## Task to carry out
What do the lines say from the one containing "Look at the photo above. For every instance of the red" to the end of the records? Restate them word for word, and only those.

###

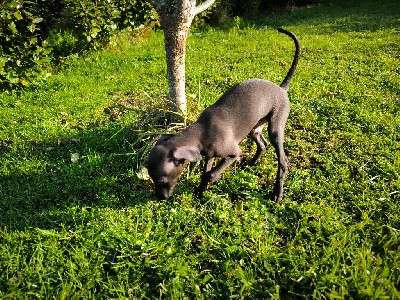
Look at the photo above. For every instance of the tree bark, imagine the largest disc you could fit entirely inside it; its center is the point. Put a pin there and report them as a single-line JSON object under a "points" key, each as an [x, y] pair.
{"points": [[176, 16]]}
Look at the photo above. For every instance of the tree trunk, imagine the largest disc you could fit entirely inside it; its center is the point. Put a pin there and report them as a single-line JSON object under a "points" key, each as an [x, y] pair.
{"points": [[175, 36], [176, 16]]}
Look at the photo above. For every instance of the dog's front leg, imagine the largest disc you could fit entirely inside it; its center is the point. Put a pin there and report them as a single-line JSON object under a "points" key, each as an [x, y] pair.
{"points": [[205, 176], [212, 175]]}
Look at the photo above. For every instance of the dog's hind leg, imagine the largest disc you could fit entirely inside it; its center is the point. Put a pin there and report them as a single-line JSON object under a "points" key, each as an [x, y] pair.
{"points": [[276, 128], [259, 139]]}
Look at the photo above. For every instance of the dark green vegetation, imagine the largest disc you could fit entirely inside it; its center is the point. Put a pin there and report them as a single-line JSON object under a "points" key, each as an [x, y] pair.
{"points": [[77, 222]]}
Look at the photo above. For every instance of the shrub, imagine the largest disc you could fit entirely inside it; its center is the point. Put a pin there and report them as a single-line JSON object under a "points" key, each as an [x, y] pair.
{"points": [[25, 26], [24, 53]]}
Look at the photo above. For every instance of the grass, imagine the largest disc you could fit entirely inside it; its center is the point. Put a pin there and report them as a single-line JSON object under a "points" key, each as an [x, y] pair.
{"points": [[78, 222]]}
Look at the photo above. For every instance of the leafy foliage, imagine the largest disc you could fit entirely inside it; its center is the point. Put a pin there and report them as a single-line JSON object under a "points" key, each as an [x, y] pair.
{"points": [[25, 52]]}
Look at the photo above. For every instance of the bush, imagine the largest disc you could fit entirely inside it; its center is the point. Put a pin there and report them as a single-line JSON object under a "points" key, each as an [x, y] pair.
{"points": [[26, 55]]}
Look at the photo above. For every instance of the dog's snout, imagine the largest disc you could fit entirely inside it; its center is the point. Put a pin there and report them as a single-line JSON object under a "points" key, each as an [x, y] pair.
{"points": [[163, 193]]}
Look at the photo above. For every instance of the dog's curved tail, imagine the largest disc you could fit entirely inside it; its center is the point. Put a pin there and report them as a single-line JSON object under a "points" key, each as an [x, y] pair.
{"points": [[286, 82]]}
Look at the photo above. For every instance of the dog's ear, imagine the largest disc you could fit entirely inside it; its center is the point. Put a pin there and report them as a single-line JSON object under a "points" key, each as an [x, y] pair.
{"points": [[186, 153], [163, 138]]}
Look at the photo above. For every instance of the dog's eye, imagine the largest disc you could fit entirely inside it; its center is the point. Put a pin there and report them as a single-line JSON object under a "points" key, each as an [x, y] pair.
{"points": [[178, 162]]}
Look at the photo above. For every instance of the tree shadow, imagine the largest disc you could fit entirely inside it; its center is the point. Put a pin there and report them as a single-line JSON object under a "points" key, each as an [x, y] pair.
{"points": [[55, 183], [334, 17]]}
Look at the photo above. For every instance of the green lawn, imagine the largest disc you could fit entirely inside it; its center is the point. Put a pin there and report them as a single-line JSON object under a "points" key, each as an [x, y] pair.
{"points": [[77, 221]]}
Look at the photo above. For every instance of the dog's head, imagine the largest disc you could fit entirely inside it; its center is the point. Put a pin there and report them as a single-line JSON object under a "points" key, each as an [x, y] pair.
{"points": [[166, 162]]}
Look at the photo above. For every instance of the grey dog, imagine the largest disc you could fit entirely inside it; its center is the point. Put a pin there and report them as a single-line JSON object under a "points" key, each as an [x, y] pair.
{"points": [[242, 110]]}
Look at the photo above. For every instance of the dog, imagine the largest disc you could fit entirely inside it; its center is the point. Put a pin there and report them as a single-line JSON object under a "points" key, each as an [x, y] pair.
{"points": [[242, 110]]}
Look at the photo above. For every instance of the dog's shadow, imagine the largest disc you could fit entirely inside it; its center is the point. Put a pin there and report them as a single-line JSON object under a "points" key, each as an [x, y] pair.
{"points": [[47, 183]]}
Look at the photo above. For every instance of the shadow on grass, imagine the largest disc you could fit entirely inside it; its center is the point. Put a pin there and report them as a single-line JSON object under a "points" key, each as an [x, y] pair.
{"points": [[337, 16], [50, 182]]}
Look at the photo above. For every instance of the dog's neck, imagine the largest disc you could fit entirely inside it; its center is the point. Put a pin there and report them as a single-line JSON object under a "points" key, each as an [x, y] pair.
{"points": [[190, 136]]}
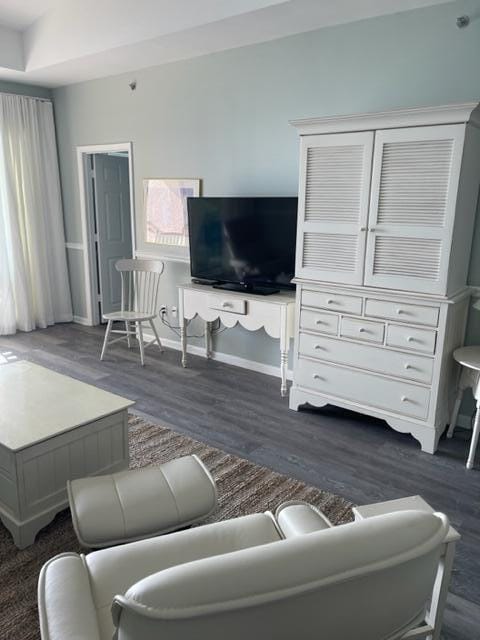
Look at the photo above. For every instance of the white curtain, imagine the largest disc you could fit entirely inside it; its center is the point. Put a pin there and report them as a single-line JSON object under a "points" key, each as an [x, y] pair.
{"points": [[34, 286]]}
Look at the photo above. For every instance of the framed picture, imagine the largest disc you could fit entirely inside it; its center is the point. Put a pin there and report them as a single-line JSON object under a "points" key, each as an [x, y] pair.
{"points": [[165, 217]]}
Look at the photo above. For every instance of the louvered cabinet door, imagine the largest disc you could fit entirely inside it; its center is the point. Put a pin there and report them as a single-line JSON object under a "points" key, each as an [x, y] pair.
{"points": [[414, 188], [333, 206]]}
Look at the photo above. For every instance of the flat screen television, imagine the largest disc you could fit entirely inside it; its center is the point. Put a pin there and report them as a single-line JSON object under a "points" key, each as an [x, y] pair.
{"points": [[243, 243]]}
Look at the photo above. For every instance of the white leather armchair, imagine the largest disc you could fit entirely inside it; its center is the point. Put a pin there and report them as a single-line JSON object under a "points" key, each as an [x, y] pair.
{"points": [[289, 576]]}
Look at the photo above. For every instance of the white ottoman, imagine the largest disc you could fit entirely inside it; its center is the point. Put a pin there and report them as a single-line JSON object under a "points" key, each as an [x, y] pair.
{"points": [[141, 503]]}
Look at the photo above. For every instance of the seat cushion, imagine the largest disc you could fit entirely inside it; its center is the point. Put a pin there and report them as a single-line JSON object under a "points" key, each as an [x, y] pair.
{"points": [[295, 518], [137, 503], [113, 571]]}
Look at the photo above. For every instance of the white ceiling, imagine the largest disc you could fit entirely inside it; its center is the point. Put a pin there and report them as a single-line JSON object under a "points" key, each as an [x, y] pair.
{"points": [[58, 42]]}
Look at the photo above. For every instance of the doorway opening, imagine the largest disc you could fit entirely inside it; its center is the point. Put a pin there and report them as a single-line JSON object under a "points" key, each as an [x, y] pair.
{"points": [[106, 197]]}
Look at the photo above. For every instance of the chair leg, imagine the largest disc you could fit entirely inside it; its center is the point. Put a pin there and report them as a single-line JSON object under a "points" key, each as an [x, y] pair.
{"points": [[474, 442], [155, 333], [105, 340], [140, 343]]}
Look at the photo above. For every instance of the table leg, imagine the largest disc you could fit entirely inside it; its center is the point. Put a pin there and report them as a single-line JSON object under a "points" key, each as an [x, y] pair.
{"points": [[440, 590], [283, 372], [183, 340], [454, 416], [208, 340], [475, 434]]}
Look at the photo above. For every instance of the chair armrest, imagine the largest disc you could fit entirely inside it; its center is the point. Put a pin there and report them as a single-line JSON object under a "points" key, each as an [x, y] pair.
{"points": [[296, 518], [65, 603]]}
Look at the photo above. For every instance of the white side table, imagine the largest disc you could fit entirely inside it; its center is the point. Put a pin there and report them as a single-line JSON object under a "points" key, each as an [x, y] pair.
{"points": [[469, 358], [275, 313], [434, 616]]}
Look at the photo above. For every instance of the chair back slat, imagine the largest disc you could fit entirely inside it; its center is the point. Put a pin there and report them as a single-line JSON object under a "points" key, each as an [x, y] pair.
{"points": [[140, 284]]}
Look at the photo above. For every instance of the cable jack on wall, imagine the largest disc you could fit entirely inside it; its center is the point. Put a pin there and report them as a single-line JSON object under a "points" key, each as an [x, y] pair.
{"points": [[463, 21]]}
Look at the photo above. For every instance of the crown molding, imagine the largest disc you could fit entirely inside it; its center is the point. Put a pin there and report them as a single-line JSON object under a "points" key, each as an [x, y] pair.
{"points": [[416, 117]]}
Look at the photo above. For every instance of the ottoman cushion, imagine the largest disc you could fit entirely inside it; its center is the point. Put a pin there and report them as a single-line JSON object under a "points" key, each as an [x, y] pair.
{"points": [[140, 503]]}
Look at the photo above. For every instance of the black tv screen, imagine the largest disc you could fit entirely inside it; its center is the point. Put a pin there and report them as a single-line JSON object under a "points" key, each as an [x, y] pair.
{"points": [[250, 241]]}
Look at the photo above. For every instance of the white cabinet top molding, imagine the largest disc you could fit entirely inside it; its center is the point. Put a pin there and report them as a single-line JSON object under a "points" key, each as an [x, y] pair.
{"points": [[417, 117]]}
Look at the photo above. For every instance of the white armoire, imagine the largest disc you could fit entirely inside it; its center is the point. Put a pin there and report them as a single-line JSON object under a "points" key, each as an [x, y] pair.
{"points": [[386, 214]]}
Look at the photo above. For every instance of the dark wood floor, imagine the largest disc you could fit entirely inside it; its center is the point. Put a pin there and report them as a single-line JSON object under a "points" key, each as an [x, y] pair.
{"points": [[241, 412]]}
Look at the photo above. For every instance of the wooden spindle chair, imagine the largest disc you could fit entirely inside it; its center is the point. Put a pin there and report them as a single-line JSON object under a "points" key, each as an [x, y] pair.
{"points": [[140, 285]]}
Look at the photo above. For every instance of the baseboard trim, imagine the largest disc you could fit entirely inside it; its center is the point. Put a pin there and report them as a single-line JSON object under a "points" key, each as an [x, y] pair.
{"points": [[465, 422], [227, 358]]}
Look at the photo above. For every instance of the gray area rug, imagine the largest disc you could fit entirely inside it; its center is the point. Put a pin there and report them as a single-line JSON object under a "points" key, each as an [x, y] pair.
{"points": [[243, 487]]}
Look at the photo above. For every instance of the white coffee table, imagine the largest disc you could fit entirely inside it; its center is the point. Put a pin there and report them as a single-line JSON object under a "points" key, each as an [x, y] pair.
{"points": [[52, 429], [434, 616]]}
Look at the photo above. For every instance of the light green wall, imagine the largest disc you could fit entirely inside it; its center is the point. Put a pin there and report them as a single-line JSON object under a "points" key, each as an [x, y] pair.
{"points": [[25, 89], [224, 117]]}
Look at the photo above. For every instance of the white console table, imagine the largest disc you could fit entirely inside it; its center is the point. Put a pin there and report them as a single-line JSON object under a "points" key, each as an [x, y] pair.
{"points": [[275, 313]]}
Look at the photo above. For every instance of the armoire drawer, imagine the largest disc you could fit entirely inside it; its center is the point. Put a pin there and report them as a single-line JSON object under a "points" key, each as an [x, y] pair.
{"points": [[364, 388], [362, 356], [362, 330], [409, 338], [413, 313], [332, 301], [318, 321]]}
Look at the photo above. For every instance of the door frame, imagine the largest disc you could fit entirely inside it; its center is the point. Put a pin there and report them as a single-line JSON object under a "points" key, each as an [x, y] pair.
{"points": [[86, 217]]}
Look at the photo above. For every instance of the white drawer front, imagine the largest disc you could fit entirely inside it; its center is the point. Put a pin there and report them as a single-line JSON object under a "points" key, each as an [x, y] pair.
{"points": [[232, 305], [332, 301], [412, 313], [362, 330], [367, 389], [409, 338], [402, 365], [318, 321]]}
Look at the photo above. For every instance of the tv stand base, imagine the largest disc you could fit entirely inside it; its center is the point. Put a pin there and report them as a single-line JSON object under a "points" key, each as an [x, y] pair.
{"points": [[274, 313]]}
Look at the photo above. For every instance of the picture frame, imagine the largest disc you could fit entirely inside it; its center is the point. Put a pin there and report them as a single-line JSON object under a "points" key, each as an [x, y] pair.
{"points": [[165, 220]]}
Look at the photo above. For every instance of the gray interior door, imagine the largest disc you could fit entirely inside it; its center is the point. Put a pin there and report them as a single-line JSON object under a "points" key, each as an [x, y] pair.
{"points": [[114, 233]]}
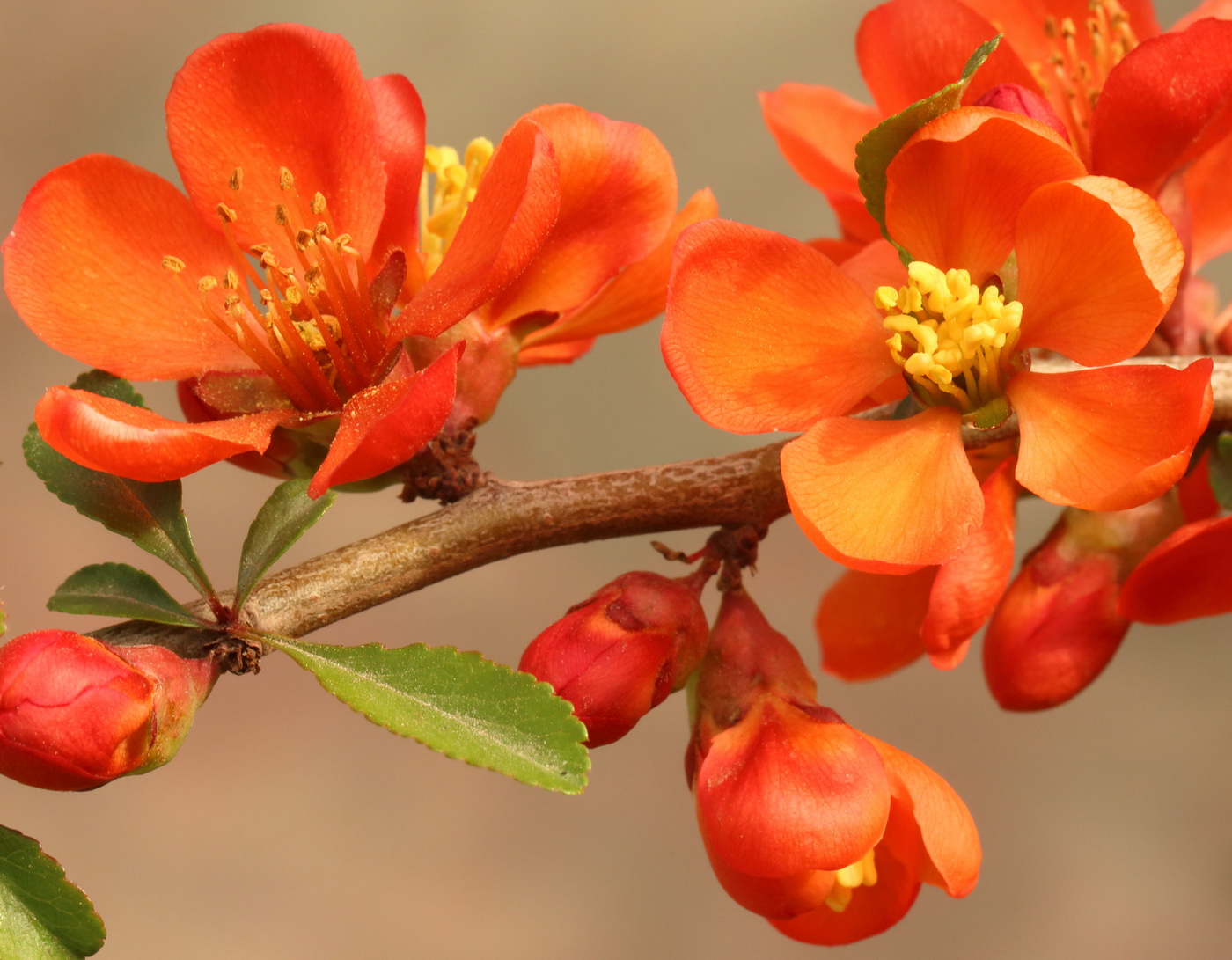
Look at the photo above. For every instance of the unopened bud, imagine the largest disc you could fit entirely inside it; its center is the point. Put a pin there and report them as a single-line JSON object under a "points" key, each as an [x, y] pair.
{"points": [[76, 713], [1014, 99], [621, 652]]}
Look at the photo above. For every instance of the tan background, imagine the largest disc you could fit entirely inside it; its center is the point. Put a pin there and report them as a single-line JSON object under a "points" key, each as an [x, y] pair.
{"points": [[291, 828]]}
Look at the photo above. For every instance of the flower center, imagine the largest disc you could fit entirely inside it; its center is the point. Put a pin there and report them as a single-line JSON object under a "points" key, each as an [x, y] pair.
{"points": [[862, 873], [444, 203], [954, 341], [1074, 77], [312, 326]]}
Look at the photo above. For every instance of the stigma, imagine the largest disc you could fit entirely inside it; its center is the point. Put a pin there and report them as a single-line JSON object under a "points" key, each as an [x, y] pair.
{"points": [[443, 202], [862, 873], [954, 341]]}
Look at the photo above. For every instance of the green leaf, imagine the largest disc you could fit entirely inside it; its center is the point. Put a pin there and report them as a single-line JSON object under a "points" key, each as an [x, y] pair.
{"points": [[1220, 468], [280, 523], [458, 704], [883, 143], [42, 914], [150, 514], [116, 590]]}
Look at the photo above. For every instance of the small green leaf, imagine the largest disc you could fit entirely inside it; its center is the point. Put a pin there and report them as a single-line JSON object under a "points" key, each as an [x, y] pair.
{"points": [[884, 142], [1220, 468], [150, 514], [116, 590], [42, 914], [458, 704], [280, 523]]}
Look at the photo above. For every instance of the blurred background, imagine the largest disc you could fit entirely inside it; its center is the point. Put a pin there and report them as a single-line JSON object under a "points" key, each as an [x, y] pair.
{"points": [[292, 828]]}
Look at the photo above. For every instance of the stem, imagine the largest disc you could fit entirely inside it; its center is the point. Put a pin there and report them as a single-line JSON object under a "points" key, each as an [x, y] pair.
{"points": [[505, 517]]}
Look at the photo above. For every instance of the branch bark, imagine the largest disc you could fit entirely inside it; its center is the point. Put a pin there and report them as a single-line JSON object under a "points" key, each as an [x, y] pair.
{"points": [[504, 517]]}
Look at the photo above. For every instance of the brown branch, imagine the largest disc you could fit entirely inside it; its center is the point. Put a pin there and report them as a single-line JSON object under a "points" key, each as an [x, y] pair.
{"points": [[502, 519]]}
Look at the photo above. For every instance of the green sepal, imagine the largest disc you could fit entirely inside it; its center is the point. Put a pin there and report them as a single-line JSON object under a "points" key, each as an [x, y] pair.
{"points": [[883, 143], [42, 914], [1220, 470], [458, 704], [116, 590], [279, 524], [150, 514]]}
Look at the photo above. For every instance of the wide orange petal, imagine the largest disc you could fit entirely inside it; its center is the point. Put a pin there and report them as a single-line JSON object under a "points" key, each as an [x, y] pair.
{"points": [[908, 49], [1188, 575], [111, 436], [869, 624], [636, 295], [1209, 190], [504, 227], [872, 910], [951, 843], [1098, 267], [618, 200], [387, 424], [889, 491], [967, 588], [83, 269], [400, 137], [955, 188], [279, 96], [1112, 437], [764, 333], [1166, 104]]}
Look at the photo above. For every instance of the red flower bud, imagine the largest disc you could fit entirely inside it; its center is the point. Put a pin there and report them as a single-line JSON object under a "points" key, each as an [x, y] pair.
{"points": [[806, 821], [1014, 99], [622, 651], [77, 713], [1057, 627]]}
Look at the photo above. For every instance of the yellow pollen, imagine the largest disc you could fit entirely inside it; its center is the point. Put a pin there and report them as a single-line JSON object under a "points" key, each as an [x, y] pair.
{"points": [[954, 341], [444, 203], [862, 873]]}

###

## Expected answer
Look at the photo above. For every instance of the red flower bud, imagine the largest disc you could fit entirely inside it; its center is the point. Put a pin there and report them as a single-line JSON object under a "points" key, each as an [x, y] pair.
{"points": [[806, 821], [1014, 99], [622, 651], [77, 713], [1057, 627]]}
Look at the photo above. For every instance of the yellow pollen, imagine the largest disc you could fit entirely inside it; its center is the point. Put a pin there and report them as a single-line JSON object under a "points" key, each as an [x, y] pair.
{"points": [[954, 341], [444, 203], [862, 873]]}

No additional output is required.